━━ Data supplied
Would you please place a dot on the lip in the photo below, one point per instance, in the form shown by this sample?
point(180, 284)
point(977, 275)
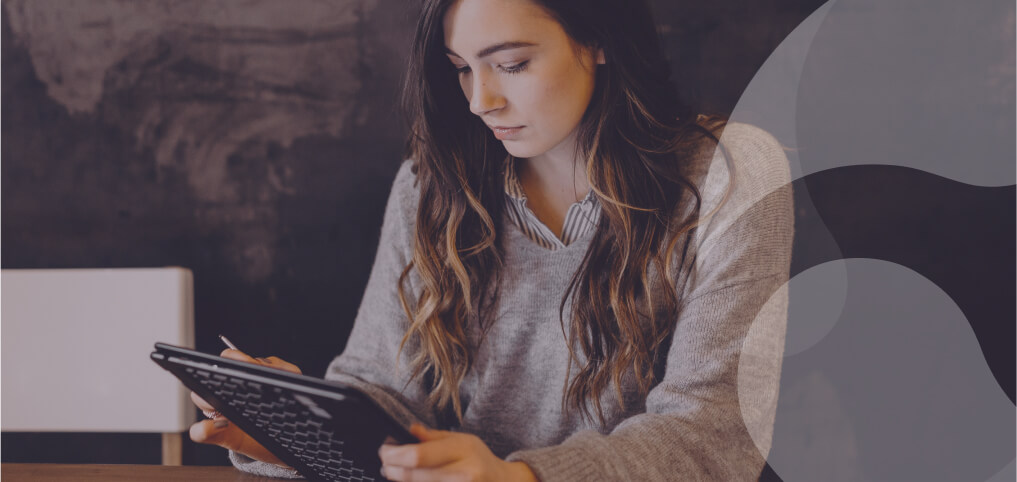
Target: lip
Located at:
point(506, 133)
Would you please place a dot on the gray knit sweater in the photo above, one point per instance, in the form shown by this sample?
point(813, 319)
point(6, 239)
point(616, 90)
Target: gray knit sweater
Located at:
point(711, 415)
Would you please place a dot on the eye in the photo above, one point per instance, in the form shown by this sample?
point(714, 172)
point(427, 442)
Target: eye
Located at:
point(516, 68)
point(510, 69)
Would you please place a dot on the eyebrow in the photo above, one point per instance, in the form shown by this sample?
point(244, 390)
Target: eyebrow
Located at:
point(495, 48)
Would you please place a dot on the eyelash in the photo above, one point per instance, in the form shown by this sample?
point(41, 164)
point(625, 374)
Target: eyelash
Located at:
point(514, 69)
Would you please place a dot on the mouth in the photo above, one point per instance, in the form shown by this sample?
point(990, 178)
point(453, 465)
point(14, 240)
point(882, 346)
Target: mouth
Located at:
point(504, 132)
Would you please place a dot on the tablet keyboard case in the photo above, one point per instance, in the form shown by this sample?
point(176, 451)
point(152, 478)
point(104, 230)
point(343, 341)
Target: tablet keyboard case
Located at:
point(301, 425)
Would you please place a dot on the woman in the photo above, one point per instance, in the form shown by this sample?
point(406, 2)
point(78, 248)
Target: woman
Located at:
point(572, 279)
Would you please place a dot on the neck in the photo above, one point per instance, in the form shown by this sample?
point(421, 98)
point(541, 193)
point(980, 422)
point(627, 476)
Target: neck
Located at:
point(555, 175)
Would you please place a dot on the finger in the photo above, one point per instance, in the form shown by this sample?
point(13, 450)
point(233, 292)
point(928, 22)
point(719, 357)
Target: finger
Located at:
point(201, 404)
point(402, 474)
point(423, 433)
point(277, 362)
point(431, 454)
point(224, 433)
━━━━
━━ Data supplied
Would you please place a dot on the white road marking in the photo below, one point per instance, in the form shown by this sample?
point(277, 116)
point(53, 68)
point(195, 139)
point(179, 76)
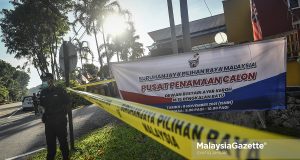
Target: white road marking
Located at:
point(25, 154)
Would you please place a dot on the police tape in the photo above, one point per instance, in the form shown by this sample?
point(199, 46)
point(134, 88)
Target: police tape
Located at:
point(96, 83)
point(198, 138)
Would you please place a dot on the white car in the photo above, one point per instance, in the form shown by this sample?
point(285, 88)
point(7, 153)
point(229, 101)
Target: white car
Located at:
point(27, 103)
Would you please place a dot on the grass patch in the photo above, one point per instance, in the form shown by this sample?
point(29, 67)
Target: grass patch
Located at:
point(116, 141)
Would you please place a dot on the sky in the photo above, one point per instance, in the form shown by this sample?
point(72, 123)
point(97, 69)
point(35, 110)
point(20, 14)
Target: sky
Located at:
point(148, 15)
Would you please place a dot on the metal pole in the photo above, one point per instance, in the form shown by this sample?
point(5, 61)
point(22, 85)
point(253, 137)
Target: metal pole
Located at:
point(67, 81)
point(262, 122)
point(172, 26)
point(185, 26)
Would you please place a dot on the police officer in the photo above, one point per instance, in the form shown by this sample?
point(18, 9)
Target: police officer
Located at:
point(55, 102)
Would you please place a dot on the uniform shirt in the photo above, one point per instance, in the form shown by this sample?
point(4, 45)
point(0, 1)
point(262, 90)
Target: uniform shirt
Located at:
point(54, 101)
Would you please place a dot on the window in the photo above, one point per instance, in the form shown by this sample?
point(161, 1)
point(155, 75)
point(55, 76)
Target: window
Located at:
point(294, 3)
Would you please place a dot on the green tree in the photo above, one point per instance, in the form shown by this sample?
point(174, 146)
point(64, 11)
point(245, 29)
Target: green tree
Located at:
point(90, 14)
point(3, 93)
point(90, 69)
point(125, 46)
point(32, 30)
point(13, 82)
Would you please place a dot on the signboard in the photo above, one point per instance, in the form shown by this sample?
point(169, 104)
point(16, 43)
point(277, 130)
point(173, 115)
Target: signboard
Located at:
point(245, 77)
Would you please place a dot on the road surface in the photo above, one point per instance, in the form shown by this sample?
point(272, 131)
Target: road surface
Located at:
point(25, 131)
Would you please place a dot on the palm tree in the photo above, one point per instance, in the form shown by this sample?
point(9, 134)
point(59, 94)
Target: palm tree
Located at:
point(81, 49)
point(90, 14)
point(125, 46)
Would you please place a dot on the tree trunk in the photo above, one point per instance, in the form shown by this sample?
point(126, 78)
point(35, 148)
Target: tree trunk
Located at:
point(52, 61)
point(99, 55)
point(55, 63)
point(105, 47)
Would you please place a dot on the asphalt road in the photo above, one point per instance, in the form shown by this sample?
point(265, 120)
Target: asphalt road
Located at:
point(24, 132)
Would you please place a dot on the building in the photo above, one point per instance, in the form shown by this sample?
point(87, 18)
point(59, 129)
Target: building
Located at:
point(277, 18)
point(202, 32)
━━━━
━━ Data supplied
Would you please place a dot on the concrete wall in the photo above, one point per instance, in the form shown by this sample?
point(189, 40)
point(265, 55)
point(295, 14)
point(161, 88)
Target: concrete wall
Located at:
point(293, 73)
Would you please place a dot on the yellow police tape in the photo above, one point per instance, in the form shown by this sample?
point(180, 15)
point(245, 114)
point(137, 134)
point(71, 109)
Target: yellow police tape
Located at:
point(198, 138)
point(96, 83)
━━━━
Do this:
Please arrange the rows as a JSON list of strings, one string per line and no blank lines, beginning at the line that has "Would you please place a dot on the white road" and stopping after the line that has "point(116, 141)". Leave the pictures out.

The response:
[
  "Would you please place a dot on the white road marking in the photo below, one point per instance, in the form shown by this sample?",
  "point(277, 116)",
  "point(53, 68)",
  "point(195, 139)",
  "point(179, 76)",
  "Target: white road marking",
  "Located at:",
  "point(25, 154)",
  "Would you please place a dot on the police tape in the photo above, one point per instance, in the form shown by this sample?",
  "point(199, 46)",
  "point(134, 88)",
  "Target: police tape",
  "Located at:",
  "point(96, 83)",
  "point(198, 138)",
  "Would you please place a dot on the white car in the photo above, one point per instance, in the form shown by this sample?",
  "point(285, 88)",
  "point(7, 153)",
  "point(229, 101)",
  "Target: white car",
  "Located at:",
  "point(27, 103)",
  "Would you please place a dot on the grass patch in the photo above, one point per instance, in the form shown by this sample?",
  "point(29, 67)",
  "Target: grass patch",
  "Located at:",
  "point(116, 141)"
]